== INFORMATION GIVEN

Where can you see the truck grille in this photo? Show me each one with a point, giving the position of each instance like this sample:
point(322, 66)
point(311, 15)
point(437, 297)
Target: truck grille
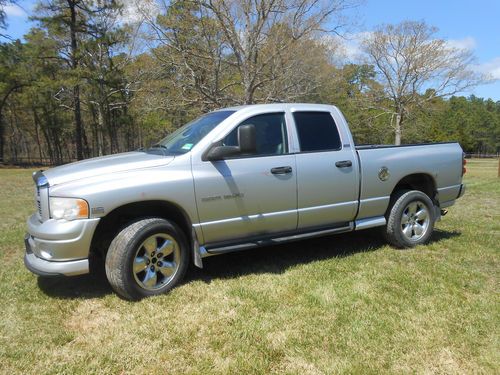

====

* **WHAT NEEDS TO BE DONE**
Each record should be copied exactly, and each image left out.

* **WRITTEN SOLUTION**
Where can you see the truck grille in this photo? Show me each one with a point, giving the position of each instance like this sample:
point(322, 66)
point(311, 15)
point(437, 297)
Target: truck grille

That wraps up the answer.